Text excerpt —
· · ·
CARBIS BAY, England (AP) — British Prime Minister Boris Johnson says the Group of Seven wealthy nations have pledged over 1 billion coronavirus vaccine doses for poorer nations.
Speaking at the end of a G-7 leaders’ summit in southwest England on Sunday, Johnson said the doses would come both directly and through the international COVAX program.
World Health Organization Director-General Tedros Adhanom Ghebreyesus and other public health officials commended the vaccine pledge but said it’s not enough. To truly end the pandemic, he said, 11 billion doses are needed to vaccinate at least 70% of the world’s population by mid-2022.
“We need more and we need them faster,” Tedros said.
The Group of Seven leaders are expected to make other commitments after their three-day summit, which Johnson hosted.
The G-7 nations are Canada, France, Germany, Italy, Japan, the United Kingdom and the United States.
· · ·
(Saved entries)
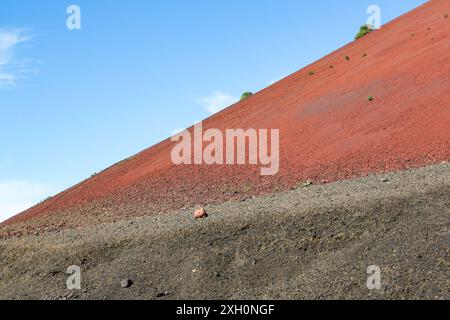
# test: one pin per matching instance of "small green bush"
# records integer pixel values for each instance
(365, 29)
(246, 95)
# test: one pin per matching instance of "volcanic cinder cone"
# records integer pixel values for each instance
(329, 129)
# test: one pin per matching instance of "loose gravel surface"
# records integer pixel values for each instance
(310, 243)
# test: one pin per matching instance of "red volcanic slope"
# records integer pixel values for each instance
(328, 129)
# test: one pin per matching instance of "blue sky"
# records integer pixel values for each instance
(73, 102)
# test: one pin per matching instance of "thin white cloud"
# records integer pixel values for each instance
(11, 68)
(217, 101)
(17, 196)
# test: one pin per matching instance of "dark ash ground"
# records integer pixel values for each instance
(311, 243)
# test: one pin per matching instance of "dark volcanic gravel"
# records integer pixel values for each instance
(312, 243)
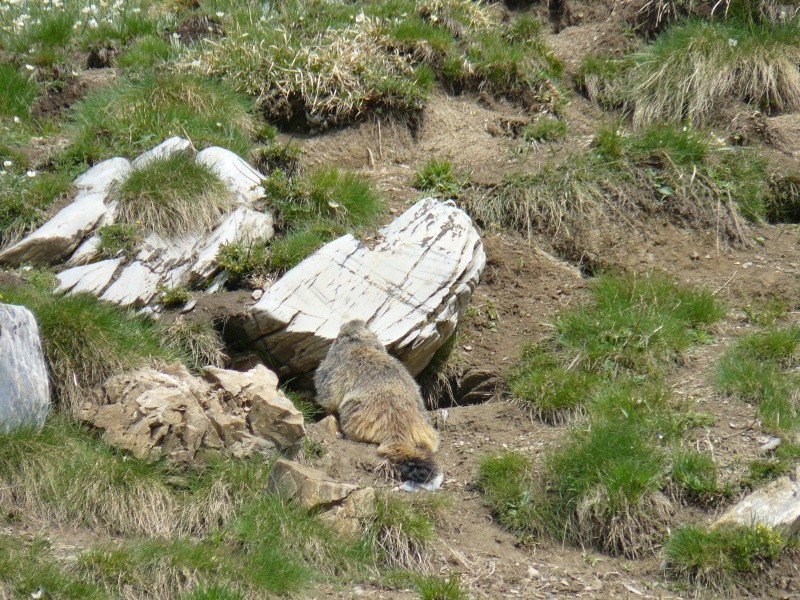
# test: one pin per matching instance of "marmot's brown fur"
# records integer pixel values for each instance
(378, 402)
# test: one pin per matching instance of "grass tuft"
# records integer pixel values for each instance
(87, 341)
(135, 114)
(172, 196)
(719, 558)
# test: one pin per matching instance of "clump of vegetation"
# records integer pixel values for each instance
(719, 558)
(86, 341)
(690, 69)
(17, 92)
(195, 339)
(757, 368)
(172, 196)
(694, 476)
(25, 196)
(432, 587)
(134, 114)
(242, 259)
(547, 389)
(635, 323)
(403, 529)
(118, 239)
(438, 178)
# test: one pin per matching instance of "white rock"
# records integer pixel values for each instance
(244, 225)
(93, 278)
(411, 289)
(136, 285)
(242, 179)
(24, 385)
(165, 149)
(776, 505)
(59, 236)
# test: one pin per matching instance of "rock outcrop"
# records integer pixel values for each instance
(189, 259)
(24, 385)
(776, 505)
(172, 413)
(411, 288)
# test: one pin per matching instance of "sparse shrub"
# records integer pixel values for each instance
(144, 53)
(195, 339)
(131, 116)
(403, 529)
(437, 177)
(172, 196)
(694, 476)
(719, 558)
(545, 129)
(24, 201)
(432, 587)
(547, 389)
(691, 69)
(636, 322)
(118, 239)
(16, 92)
(242, 259)
(86, 341)
(755, 369)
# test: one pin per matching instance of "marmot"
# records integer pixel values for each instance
(378, 402)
· · ·
Work to complete —
In the news report on the G-7 vaccine pledge, how many doses does Tedros say are needed to vaccinate at least 70% of the world's population by mid-2022?

Task output —
11 billion doses.